▸ Task directions: Could you set down exactly the lines in the records below between the line holding "Where can you see the steering wheel rim?" and the line holding "Where can you see the windshield?", inclusive?

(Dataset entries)
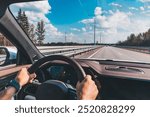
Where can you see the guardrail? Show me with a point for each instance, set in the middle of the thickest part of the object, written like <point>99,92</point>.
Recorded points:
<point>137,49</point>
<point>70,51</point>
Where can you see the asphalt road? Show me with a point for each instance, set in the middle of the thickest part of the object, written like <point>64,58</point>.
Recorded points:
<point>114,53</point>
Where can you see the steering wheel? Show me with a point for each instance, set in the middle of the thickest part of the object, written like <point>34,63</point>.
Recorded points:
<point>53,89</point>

...

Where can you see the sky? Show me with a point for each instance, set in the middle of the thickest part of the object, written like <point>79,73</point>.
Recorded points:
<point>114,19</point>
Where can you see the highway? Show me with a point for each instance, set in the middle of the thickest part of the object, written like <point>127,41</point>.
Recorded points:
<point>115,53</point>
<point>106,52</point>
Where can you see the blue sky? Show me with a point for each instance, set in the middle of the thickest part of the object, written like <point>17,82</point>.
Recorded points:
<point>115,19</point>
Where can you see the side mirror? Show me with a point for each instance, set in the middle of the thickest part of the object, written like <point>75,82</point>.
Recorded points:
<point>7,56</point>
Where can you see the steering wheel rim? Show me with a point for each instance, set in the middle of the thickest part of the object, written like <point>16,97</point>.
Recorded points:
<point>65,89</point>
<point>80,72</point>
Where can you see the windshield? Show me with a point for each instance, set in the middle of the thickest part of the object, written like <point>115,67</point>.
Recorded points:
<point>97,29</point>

--

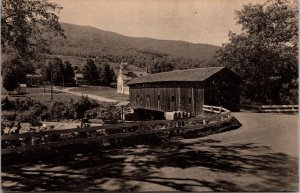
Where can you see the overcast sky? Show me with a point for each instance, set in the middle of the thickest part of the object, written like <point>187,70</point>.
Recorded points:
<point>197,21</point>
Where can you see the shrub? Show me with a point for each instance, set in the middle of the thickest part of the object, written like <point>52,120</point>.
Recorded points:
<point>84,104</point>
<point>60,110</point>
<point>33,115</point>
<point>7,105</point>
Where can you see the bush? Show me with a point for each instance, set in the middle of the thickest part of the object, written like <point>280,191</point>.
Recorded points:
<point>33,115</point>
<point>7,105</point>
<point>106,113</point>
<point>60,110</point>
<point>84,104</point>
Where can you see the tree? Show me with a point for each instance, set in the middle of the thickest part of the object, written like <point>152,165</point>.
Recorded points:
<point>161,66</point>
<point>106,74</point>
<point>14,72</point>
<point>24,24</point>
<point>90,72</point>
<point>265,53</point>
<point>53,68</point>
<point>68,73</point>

▸ Output of the task:
Where can you see the steering wheel rim? Show me with a point for each instance, set in the middle of the thickest part of the object, written like <point>16,97</point>.
Recorded points:
<point>65,89</point>
<point>80,72</point>
Where can you see the windshield? Show me with a point for each instance, set in the middle of the thickest part of the object, written like <point>115,67</point>.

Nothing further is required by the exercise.